* [Instructions to follow]: Shift every point coordinate in the answers by adding 80 to each number, and write out again only the part of the lines below that opens with the line containing "Where can you spot the white textured" and runs through the last line, requests included. Leave the pictures out of your answer.
<<<<
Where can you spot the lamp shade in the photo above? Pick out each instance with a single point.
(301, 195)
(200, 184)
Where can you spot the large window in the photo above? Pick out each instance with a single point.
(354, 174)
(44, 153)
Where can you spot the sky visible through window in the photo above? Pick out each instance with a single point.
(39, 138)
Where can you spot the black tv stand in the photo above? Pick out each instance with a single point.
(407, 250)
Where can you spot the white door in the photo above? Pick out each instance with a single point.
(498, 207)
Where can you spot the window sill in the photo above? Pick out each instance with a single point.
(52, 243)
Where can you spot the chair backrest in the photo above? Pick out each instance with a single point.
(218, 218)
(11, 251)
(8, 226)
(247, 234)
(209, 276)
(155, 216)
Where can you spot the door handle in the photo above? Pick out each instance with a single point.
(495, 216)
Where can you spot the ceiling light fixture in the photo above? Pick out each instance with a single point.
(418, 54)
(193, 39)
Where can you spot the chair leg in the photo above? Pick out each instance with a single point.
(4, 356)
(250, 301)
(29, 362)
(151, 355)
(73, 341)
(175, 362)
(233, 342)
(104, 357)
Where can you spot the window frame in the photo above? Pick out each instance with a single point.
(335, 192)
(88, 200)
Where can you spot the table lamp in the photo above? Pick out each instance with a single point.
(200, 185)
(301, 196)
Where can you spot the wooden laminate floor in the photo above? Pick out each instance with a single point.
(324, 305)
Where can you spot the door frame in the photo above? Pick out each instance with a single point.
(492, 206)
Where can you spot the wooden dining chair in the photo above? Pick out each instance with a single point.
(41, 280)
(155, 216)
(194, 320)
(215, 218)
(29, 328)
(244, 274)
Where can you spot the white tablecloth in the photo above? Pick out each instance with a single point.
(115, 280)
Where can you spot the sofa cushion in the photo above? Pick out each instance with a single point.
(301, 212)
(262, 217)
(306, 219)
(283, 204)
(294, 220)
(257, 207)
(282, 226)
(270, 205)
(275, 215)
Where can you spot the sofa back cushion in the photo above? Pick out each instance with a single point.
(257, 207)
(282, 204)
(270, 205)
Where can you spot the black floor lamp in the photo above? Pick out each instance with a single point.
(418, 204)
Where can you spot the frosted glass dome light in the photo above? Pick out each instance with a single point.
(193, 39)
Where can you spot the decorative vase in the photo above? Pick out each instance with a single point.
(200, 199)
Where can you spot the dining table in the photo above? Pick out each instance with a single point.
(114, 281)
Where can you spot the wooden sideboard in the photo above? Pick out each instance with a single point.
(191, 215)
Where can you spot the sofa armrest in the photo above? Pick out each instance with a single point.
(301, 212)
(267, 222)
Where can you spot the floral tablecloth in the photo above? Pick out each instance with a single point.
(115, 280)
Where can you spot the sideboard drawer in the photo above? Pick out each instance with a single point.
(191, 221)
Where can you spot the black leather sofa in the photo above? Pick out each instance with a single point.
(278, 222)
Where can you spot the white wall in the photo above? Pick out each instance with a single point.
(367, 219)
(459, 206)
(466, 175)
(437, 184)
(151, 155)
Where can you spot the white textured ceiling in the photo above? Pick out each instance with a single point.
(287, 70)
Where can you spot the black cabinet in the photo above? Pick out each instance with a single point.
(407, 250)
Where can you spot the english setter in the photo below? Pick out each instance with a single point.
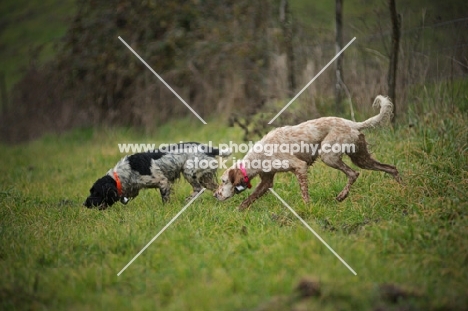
>>>>
* [Exercise response]:
Where can you spot the white textured ceiling in the photo above? Pick out each instance with a single point.
(367, 150)
Where can you spot the black cabinet in the photo above? Pick out each instance with a single point.
(487, 330)
Where can you spot the english setter in the photo below? Pick out each instance with a single point.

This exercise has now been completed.